##### Data for this task
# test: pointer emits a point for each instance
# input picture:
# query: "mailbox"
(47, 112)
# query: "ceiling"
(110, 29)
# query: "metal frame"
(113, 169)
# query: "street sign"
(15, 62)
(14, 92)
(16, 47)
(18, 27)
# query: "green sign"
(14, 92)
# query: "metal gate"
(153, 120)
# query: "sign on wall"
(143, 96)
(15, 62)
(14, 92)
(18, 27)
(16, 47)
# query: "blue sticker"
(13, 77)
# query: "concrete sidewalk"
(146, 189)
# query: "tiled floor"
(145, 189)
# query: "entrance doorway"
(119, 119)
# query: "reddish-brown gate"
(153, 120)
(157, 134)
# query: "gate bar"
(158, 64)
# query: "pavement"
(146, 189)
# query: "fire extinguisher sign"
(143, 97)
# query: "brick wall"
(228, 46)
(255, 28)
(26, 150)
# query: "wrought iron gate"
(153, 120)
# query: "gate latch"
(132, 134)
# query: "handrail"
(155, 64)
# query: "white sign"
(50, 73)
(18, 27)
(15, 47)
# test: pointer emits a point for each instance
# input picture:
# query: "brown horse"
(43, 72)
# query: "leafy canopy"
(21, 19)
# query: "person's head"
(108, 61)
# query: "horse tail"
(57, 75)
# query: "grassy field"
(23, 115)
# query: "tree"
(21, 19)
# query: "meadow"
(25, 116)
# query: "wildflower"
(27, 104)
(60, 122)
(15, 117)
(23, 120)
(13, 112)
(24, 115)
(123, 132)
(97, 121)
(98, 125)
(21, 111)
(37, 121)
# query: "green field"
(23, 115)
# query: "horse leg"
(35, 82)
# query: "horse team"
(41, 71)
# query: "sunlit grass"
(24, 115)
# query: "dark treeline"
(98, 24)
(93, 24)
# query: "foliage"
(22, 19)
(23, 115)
##########
*What you need to do:* Repeat all the entries exactly as given.

*Exercise solution:*
# test: pointer emits a point for each instance
# input picture:
# query: "mailbox"
(47, 112)
# query: "ceiling"
(110, 29)
# query: "metal frame"
(113, 169)
# query: "street sign"
(15, 62)
(14, 92)
(16, 47)
(18, 27)
# query: "green sign"
(14, 92)
# query: "metal gate"
(153, 120)
# query: "sign on wall"
(143, 96)
(15, 62)
(14, 92)
(18, 27)
(16, 47)
# query: "blue sticker"
(13, 77)
# query: "concrete sidewalk"
(146, 189)
# query: "tiled floor"
(145, 189)
# query: "entrance doorway"
(119, 119)
# query: "reddish-brown gate"
(153, 120)
(157, 134)
# query: "gate bar"
(158, 64)
# query: "pavement"
(146, 189)
# query: "fire extinguisher sign"
(143, 97)
# query: "brick wall"
(228, 46)
(255, 28)
(26, 150)
# query: "wrought iron gate"
(153, 120)
# query: "gate latch"
(132, 134)
# query: "handrail"
(155, 64)
# query: "white sign"
(50, 73)
(18, 27)
(15, 47)
# test: pointer emits a point for each instance
# input picture:
# query: "brown horse"
(43, 72)
# query: "leafy canopy"
(21, 19)
# query: "person's head"
(108, 61)
# query: "horse tail"
(57, 75)
# query: "grassy field"
(23, 115)
# query: "tree"
(21, 19)
# query: "meadow"
(25, 116)
# query: "wildflower"
(27, 104)
(60, 122)
(15, 117)
(23, 120)
(13, 112)
(24, 115)
(123, 132)
(97, 121)
(98, 125)
(21, 111)
(37, 121)
# query: "green field"
(23, 115)
# query: "horse leg"
(35, 82)
# query: "horse team"
(41, 71)
# query: "sunlit grass"
(24, 115)
# query: "dark treeline"
(98, 24)
(93, 24)
# query: "foliage"
(22, 19)
(23, 115)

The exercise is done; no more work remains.